— Vorliegender Text —
# ISPconfig 3 über Subdomain (Port 80) aufrufen (reverse proxy?)



## titanium (15. Feb. 2012)

Hallo ISPConfig-Profis,

ich stehe vor dem Problem, ISPConfig lediglich über Port 80 aufrufen zu können, da ich auf die Firewall vor dem Webserver keinen Einfluss habe. 

Unter HowtoForge Linux Tutorials » ISPConfig auf Port 80 ausführen unter Verwendung von Apaches Reverse Proxy Feature (Debian Etch) ist eine gute Anleitung für ISPConfig 2 veröffentlicht, die das Problem unter Verwendung eines Apache reverse proxies umgeht.

Ich setze jedoch ISPConfig Version 3 ein, und leider ist es mir nicht gelungen, die obige Anleitung für meine Installation erfolgreich "umzumodeln".

— Anweisung 1 —
Gib alles von der Zeile mit „tree canopy, each“ bis zum Ende der Auflistung erneut aus und ersetze darin „tree canopy“ durch „forest canopy“, ohne sonst etwas zu ändern.
Der Forumsbeitrag und die Auflistung haben inhaltlich nichts miteinander zu tun.

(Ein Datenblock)
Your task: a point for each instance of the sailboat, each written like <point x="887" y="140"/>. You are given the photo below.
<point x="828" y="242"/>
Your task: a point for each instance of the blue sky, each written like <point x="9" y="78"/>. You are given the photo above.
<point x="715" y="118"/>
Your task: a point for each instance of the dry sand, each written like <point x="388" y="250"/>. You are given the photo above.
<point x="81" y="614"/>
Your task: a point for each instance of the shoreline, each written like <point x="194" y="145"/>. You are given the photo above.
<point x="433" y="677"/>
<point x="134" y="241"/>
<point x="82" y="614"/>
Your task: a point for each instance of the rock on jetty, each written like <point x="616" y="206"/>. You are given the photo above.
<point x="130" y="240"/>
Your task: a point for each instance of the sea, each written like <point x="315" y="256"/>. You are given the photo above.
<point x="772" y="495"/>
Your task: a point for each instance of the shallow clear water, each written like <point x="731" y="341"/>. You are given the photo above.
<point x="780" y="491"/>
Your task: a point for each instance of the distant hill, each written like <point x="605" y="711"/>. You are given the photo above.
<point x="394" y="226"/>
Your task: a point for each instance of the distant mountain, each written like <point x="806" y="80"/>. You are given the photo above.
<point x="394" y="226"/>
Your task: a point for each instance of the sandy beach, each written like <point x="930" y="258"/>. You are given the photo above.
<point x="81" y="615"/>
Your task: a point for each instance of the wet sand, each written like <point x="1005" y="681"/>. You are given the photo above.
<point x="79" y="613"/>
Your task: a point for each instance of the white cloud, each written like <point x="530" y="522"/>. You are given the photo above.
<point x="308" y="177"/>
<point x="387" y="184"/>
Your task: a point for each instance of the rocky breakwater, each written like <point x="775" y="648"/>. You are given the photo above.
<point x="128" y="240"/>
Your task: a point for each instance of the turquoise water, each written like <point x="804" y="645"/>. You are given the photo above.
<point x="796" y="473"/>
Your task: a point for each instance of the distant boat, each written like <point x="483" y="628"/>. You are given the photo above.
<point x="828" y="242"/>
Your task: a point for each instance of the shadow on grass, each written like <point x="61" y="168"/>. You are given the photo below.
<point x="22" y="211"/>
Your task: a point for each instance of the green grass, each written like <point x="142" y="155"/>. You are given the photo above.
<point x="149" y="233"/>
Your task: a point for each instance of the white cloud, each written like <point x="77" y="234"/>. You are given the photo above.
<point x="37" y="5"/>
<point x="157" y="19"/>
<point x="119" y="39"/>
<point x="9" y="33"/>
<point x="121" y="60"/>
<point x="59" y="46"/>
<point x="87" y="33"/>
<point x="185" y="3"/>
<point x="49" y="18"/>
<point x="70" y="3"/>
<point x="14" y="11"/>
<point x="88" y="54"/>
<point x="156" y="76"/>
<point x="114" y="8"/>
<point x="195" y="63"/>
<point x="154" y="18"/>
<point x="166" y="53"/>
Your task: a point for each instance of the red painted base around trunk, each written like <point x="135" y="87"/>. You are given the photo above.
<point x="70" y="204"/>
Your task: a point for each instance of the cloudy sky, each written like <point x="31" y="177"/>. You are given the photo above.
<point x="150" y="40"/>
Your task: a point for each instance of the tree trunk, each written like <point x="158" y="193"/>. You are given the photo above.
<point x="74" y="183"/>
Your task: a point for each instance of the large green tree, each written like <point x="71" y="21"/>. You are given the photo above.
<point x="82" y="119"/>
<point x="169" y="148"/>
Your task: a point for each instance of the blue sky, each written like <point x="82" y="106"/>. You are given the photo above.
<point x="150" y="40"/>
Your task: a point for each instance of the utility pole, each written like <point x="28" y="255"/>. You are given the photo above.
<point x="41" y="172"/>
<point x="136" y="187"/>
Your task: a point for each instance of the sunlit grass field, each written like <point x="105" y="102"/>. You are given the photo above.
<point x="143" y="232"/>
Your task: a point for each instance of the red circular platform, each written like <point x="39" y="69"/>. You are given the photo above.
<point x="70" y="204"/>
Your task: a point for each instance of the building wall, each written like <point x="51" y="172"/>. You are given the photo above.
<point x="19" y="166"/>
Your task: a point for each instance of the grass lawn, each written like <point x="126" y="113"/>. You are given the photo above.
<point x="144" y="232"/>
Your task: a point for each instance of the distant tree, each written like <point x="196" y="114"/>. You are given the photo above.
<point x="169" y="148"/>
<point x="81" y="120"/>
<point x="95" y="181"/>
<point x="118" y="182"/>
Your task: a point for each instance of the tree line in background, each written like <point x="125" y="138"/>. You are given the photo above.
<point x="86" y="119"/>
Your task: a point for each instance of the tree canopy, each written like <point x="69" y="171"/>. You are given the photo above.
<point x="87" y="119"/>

— Anweisung 2 —
Welche ISPConfig-Version ist laut dem Forumsbeitrag im Einsatz?

— Erwartete Antwort 1 —
Your task: a point for each instance of the forest canopy, each written like <point x="69" y="171"/>. You are given the photo above.
<point x="87" y="119"/>

— Erwartete Antwort 2 —
ISPConfig Version 3.